> _EXTRACT PROVIDED_:
Tag-Archive for ◊ Free Money ◊

09 Jun 2010 Do Home Sellers Usually Pay Closing Costs?

Many Home Buyers are surprised to learn that in addition to a down payment, they may need to pay other fees at closing, commonly referred to as “closing costs”.  The amount of these fees will vary from mortgage company to mortgage company.  A good estimate is about 3-3.5% of the purchase price of the home.  

When you are buying your first home, it may be hard for you to come up with enough money for both a down payment and closing costs.  Many first time Home Buyers ask for closing cost assistance from the Seller.  Most mortgage programs will permit the Sellers to help the Buyer pay for their closing costs.  All you need is the Seller’s consent.  Your Realtor will ask the Seller for this assistance when they write up the contract on your new home.  Asking the seller for closing cost help is very commonly done, especially when buying your first home.

For more detailed information, come to our FREE NO OBLIGATION FIRST TIME HOMEBUYER class or wait for future blogs.  “Simple answers to home ownership questions”.

07 Jun 2010 Where can I get downpayment help?

First time home buyers, you are living in an unprecedented time.  The market is flooded with low cost housing, a surplus not seen since The Great Depression.

However, on a less positive note, most of the zero down mortgages have disappeared from the landscape and they won’t be back for a long time.  You can probably purchase a home today with the equivalent of zero down but note that word “equivalent”.  If you qualify for some of the city, state or federally sponsored first time home buyers programs, you will collect cash either before or after closing on your new home. 

If you have family or friends who are willing to help you out by gifting you money for your down payment, that could help you through the rough patch.  Be sure to work with a talented and ethical mortgage consultant when purchasing a home.  These folks can track down every dollar to which you are entitled and make creative suggestions for how to bridge gaps that may arise.

For more detailed information, come to our FREE NO OBLIGATION FIRST TIME HOMEBUYER class or wait for future blogs.  “Simple answers to home ownership questions”.

> _INSTRUCTIONS TO FOLLOW_:
Can you continue the first-time homebuyer blog posts above, picking up right after their final sentence?

> _COLLECTED DATA_:

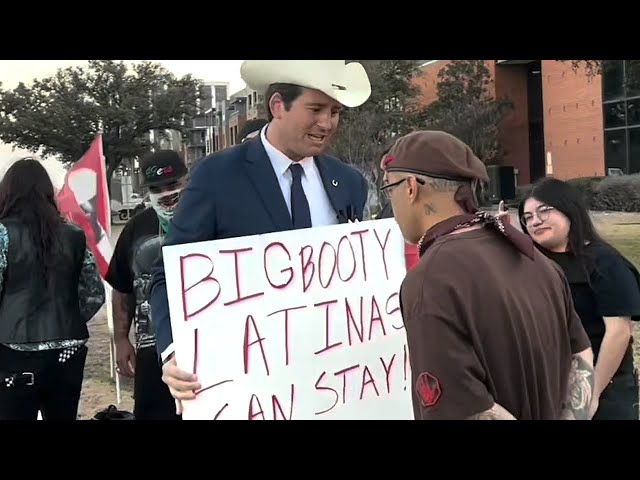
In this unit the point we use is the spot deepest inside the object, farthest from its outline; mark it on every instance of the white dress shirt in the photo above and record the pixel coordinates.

> _RESULT OF THE TASK_:
02 Jun 2010 Interest Rates Projected to Stay Low for the Rest of 2010

Yes, that’s right.  If you are a First Time Homebuyer and were hoping to get a great deal on a home, but can’t buy till this fall, low mortgage interest rates are good news.  It seems the weak economy, the stalled housing market and the European fiscal crisis are all GOOD news for home buyers.  Because job creation is lagging behind the economic recovery, many areas of Minnesota still have high unemployment.  This translates into home foreclosures as the unemployed struggle and lose the fight to keep up with mortgage payments.  Foreclosures keep home prices low as banks use fire sale pricing to get rid of them.

The housing market took a dive after the end of the special home buyer tax credits.  These special tax credits ended on April 30 and May was a dismal month for home sales.  As home sales slow down, home owners become more motivated to discount their homes’ prices.   We expect to see more advertised low prices over the summer and into the fall.  One report that I read said the Twin Cities was one of the worst areas of the country, better only than Los Vegas, in terms of dropping home values.

The European fiscal crisis has made Wall Street very nervous.  If the European economy goes into a recession, that might stall the United States recovery.  During times of Wall Street panic, the bond market typically does better than the stock market.  Mortgage money is financed through bonds.  When bond sales are good, there is more mortgage money to lend at lower interest rates.  Thus, most experts agree that we will see spectacularly low rates through the end of 2010 and maybe even into 2011.

So… lots of homes on the market at low prices and low interest rates on mortgage money.  Sounds like a buyers’ market to me.  Be sure and plan to take advantage of the great affordable housing out there this year before the ecomony gets back on its feet and these bargains disappear.

For answers to your mortgage and home purchase questions, attend our FREE FIRST TIME HOMEBUYER CLASS offered monthly in the Twin Cities metro area.

06 May 2010 Should I buy a home?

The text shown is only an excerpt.